→ Short problem: Please count the lines in the rows below that contain the word "Every" with the same capitalization, and reply with only that number.

→ Information supplied:
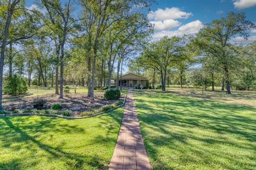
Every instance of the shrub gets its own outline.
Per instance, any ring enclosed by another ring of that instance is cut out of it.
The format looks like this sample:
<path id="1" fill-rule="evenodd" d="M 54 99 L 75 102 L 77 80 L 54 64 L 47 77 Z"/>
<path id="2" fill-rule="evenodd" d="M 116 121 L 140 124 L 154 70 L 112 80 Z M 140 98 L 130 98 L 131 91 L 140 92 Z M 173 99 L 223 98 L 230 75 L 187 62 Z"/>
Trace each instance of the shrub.
<path id="1" fill-rule="evenodd" d="M 69 92 L 69 86 L 65 86 L 64 90 L 63 90 L 65 94 Z"/>
<path id="2" fill-rule="evenodd" d="M 62 106 L 61 106 L 61 104 L 55 103 L 55 104 L 53 104 L 51 107 L 51 108 L 52 109 L 54 109 L 54 110 L 59 110 L 59 109 L 61 109 L 62 107 Z"/>
<path id="3" fill-rule="evenodd" d="M 115 86 L 111 86 L 111 87 L 110 87 L 110 89 L 114 89 L 114 88 L 116 88 Z M 102 90 L 107 90 L 107 89 L 108 89 L 108 86 L 105 86 L 105 87 L 103 87 L 103 88 L 102 88 Z"/>
<path id="4" fill-rule="evenodd" d="M 44 105 L 46 103 L 46 101 L 44 99 L 36 99 L 34 100 L 33 105 L 34 108 L 37 109 L 41 109 L 44 107 Z"/>
<path id="5" fill-rule="evenodd" d="M 103 106 L 102 107 L 103 110 L 102 112 L 107 112 L 108 110 L 109 110 L 110 109 L 113 109 L 113 108 L 114 108 L 114 106 L 111 105 Z"/>
<path id="6" fill-rule="evenodd" d="M 70 116 L 72 114 L 72 112 L 69 110 L 65 110 L 60 111 L 59 114 L 63 116 Z"/>
<path id="7" fill-rule="evenodd" d="M 104 93 L 104 97 L 108 100 L 118 99 L 121 95 L 120 90 L 116 88 L 107 89 Z"/>
<path id="8" fill-rule="evenodd" d="M 9 112 L 6 110 L 0 110 L 0 114 L 7 114 L 9 113 Z"/>
<path id="9" fill-rule="evenodd" d="M 123 103 L 123 101 L 117 101 L 113 104 L 115 107 L 117 107 Z"/>
<path id="10" fill-rule="evenodd" d="M 31 113 L 32 110 L 23 110 L 22 113 Z"/>
<path id="11" fill-rule="evenodd" d="M 37 79 L 34 79 L 32 80 L 32 85 L 38 85 L 38 81 L 37 80 Z"/>
<path id="12" fill-rule="evenodd" d="M 19 113 L 18 110 L 14 110 L 12 112 L 12 113 Z"/>
<path id="13" fill-rule="evenodd" d="M 158 84 L 156 85 L 156 89 L 162 89 L 162 84 Z"/>
<path id="14" fill-rule="evenodd" d="M 4 80 L 3 92 L 12 96 L 25 94 L 28 90 L 26 79 L 19 75 L 13 75 Z"/>
<path id="15" fill-rule="evenodd" d="M 17 108 L 15 107 L 12 107 L 10 110 L 11 111 L 14 111 L 17 109 Z"/>

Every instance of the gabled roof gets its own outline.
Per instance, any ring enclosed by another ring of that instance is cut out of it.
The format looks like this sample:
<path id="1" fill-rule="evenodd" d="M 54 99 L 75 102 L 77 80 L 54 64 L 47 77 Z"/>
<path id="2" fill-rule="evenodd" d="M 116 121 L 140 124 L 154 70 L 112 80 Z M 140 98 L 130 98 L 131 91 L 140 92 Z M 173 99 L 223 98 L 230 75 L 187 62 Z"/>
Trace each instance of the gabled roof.
<path id="1" fill-rule="evenodd" d="M 146 78 L 143 76 L 133 74 L 133 73 L 127 73 L 122 76 L 122 80 L 147 80 Z"/>

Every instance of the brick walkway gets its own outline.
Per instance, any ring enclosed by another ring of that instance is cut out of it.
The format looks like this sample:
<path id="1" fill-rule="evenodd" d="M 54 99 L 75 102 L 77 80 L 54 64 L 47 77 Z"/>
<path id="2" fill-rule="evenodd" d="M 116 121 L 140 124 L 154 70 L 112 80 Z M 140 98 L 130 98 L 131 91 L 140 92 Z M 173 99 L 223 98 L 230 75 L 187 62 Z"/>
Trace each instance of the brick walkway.
<path id="1" fill-rule="evenodd" d="M 151 169 L 140 133 L 132 92 L 129 91 L 124 115 L 109 170 Z"/>

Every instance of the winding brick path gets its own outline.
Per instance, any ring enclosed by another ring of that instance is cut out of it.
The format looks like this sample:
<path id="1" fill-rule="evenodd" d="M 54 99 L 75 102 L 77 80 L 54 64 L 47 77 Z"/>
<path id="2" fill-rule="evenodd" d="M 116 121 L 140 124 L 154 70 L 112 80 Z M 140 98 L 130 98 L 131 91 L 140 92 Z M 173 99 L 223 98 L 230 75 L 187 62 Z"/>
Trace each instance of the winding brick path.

→ Reply to the exercise: 4